**GOAL**
Report each line of the data below that contains the string "black", copying every such line in full. Case counts.

Entries for pointing and labeling
--- Begin ---

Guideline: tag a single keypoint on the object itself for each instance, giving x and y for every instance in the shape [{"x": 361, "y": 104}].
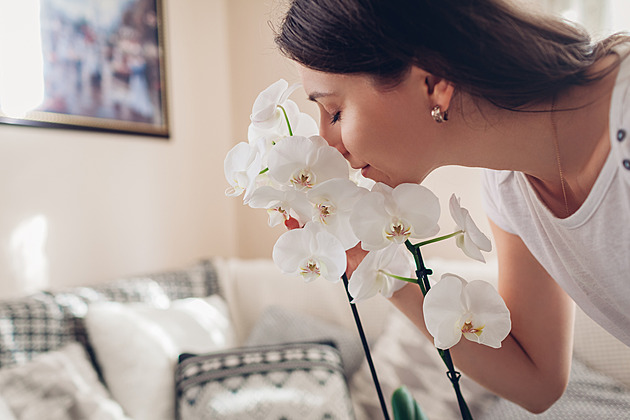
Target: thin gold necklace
[{"x": 555, "y": 141}]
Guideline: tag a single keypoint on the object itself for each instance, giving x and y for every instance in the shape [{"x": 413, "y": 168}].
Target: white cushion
[
  {"x": 57, "y": 385},
  {"x": 251, "y": 286},
  {"x": 137, "y": 347}
]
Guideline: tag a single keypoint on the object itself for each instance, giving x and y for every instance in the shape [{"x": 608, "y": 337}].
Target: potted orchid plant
[{"x": 291, "y": 172}]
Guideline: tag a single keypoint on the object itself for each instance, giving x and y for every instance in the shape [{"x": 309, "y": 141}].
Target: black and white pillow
[
  {"x": 278, "y": 325},
  {"x": 298, "y": 381}
]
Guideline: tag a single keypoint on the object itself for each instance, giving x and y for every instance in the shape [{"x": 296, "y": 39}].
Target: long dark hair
[{"x": 487, "y": 48}]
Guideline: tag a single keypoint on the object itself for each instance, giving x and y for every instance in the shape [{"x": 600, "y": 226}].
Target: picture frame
[{"x": 101, "y": 65}]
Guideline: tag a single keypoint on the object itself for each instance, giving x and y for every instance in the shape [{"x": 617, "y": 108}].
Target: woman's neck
[{"x": 526, "y": 142}]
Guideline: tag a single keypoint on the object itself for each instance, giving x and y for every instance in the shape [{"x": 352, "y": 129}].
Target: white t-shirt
[{"x": 588, "y": 253}]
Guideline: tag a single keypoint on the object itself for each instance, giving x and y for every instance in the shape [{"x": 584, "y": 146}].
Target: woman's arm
[{"x": 532, "y": 366}]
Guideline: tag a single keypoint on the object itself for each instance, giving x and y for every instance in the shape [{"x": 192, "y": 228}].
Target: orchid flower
[
  {"x": 242, "y": 166},
  {"x": 275, "y": 116},
  {"x": 302, "y": 162},
  {"x": 472, "y": 241},
  {"x": 333, "y": 201},
  {"x": 386, "y": 215},
  {"x": 311, "y": 253},
  {"x": 454, "y": 307},
  {"x": 378, "y": 272},
  {"x": 281, "y": 205}
]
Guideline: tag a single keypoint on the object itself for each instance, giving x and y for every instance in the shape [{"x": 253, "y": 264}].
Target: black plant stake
[
  {"x": 423, "y": 281},
  {"x": 366, "y": 348}
]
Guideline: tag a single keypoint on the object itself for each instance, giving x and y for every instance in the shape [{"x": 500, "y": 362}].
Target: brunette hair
[{"x": 488, "y": 48}]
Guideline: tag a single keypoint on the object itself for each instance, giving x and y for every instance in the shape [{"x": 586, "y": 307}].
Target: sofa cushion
[
  {"x": 278, "y": 325},
  {"x": 299, "y": 381},
  {"x": 45, "y": 321},
  {"x": 404, "y": 356},
  {"x": 58, "y": 385},
  {"x": 137, "y": 345},
  {"x": 29, "y": 326}
]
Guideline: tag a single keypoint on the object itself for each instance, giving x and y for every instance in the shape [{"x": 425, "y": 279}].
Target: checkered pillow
[
  {"x": 296, "y": 381},
  {"x": 46, "y": 321},
  {"x": 29, "y": 326}
]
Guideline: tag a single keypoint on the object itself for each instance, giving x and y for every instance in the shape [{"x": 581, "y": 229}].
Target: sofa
[{"x": 236, "y": 339}]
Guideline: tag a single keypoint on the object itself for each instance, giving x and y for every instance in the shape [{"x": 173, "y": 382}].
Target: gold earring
[{"x": 438, "y": 115}]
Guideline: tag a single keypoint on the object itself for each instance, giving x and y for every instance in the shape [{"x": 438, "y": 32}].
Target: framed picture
[{"x": 92, "y": 65}]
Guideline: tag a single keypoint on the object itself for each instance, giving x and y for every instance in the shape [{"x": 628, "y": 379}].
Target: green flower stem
[
  {"x": 286, "y": 117},
  {"x": 423, "y": 281},
  {"x": 407, "y": 279},
  {"x": 440, "y": 238}
]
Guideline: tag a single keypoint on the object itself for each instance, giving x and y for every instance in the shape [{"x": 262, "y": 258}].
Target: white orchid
[
  {"x": 472, "y": 240},
  {"x": 455, "y": 307},
  {"x": 333, "y": 201},
  {"x": 302, "y": 162},
  {"x": 282, "y": 204},
  {"x": 242, "y": 166},
  {"x": 386, "y": 215},
  {"x": 274, "y": 116},
  {"x": 375, "y": 273},
  {"x": 310, "y": 252}
]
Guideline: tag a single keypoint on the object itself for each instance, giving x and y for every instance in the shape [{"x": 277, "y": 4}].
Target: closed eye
[{"x": 335, "y": 118}]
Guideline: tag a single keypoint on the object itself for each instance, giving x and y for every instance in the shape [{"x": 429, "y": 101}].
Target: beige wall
[
  {"x": 81, "y": 207},
  {"x": 255, "y": 65}
]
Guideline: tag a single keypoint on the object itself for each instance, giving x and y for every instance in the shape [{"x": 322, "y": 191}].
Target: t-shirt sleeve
[{"x": 491, "y": 200}]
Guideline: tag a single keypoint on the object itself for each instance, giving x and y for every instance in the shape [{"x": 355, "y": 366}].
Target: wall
[{"x": 80, "y": 207}]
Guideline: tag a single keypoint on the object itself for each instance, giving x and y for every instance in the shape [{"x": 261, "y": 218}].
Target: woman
[{"x": 407, "y": 86}]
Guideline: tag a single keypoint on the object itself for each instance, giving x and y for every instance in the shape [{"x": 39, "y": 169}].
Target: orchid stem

--- End ---

**TASK OUTPUT**
Target: black and white pillow
Target: black plant stake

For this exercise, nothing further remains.